▸ OBJECTIVE:
Retype the whole listing, please, keeping every line exact and dropping the pictures.

>> Start EXTRACTED ENTRIES

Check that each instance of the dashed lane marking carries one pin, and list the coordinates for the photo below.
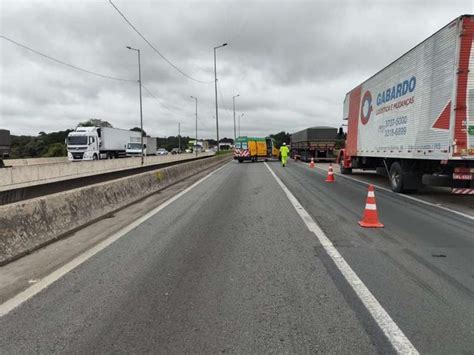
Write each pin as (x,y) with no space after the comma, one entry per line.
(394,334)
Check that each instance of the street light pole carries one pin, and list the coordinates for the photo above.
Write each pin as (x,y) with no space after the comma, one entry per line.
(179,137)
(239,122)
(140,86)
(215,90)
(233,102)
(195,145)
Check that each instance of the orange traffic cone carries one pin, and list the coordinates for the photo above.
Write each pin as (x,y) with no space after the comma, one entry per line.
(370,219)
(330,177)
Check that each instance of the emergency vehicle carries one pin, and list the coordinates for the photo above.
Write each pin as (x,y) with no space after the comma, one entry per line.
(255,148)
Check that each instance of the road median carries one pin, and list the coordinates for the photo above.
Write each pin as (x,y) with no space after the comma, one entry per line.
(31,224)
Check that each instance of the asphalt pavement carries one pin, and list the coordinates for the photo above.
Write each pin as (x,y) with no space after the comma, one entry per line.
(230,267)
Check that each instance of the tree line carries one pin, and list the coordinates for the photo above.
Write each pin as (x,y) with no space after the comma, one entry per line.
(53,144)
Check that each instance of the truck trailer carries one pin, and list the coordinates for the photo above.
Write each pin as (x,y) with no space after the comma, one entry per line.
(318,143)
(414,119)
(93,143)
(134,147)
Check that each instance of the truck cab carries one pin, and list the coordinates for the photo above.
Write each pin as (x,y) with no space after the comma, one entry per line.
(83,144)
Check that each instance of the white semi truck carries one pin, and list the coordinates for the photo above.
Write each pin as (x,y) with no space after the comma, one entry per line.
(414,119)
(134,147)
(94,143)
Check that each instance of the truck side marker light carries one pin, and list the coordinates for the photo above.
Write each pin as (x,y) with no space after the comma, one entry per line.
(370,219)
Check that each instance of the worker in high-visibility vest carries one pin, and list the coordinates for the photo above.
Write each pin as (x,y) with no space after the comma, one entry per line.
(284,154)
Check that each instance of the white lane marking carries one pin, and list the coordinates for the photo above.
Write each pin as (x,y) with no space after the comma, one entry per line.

>> End EXTRACTED ENTRIES

▸ RESULT OF THIS TASK:
Check that each instance of the dashed lane marking carries one pin, and list the coordinates for the photo below.
Write each pin as (x,y) with no space after the comma, one entry per line.
(394,334)
Check that each instance of the street light pole carries one pin, and list the coordinates for the photo above.
Write each pin as (x,y) with no space after the comma, one entry per line.
(179,137)
(239,122)
(140,86)
(215,90)
(233,102)
(195,145)
Check that each instance of the orange traffic cone carries one pin, and list the coordinates for the photo above.
Write each pin as (x,y) with no space after the comma, one entry per line.
(370,219)
(330,177)
Check that each instance of the emergency vehicle carries one pin, and list the coordinates for the photo above.
Write each pin as (x,y) with no space after the comma, one entry per line.
(255,148)
Check that each instance of the road median carries one pin, and list the coordinates for the photo above.
Write each pin as (x,y) with no space after the comma, one entry per line.
(31,224)
Check that each instance of the asphalt pavement carries one pin, and list the coordinates for the photo above.
Write each pin as (x,y) with no space after the comma, one entry per line.
(230,267)
Check that each instance of the tree line carries one pin, and list the coordinates for the photo above.
Write each pin as (x,y) with no space after the comma, one entry per line.
(53,144)
Check that each instance of the truck trailer carries one pin, and list the coordinates for the photo above.
Write each pin as (x,y) with no space after the comma, one entry per line.
(318,143)
(414,119)
(93,143)
(134,147)
Check that each instance of the truck cab carries one pin, and list the coordinates for the photo above.
Write each pin as (x,y) with no space after the comma, one entry per line.
(83,144)
Check that each instance of the white semi truck carries one pin, and list the coordinates for the photo above.
Write each pin as (x,y) with no space after the comma, one entry per line.
(414,119)
(134,147)
(94,143)
Check that each instance of the truck side marker light carries one pin, and list the coordinates for the photo above.
Write each pin as (x,y) with no space after the comma, one entry per line.
(370,219)
Check that each instance of the worker in high-visibility vest carries one pin, and list the coordinates for the photo above.
Write each pin as (x,y) with no space after the comma, one entry per line.
(284,154)
Check that each instance of the white lane marking carries one pin, and list the coordinates for the photo above.
Write each pin as (x,y) with no space after the comma, one entry per line.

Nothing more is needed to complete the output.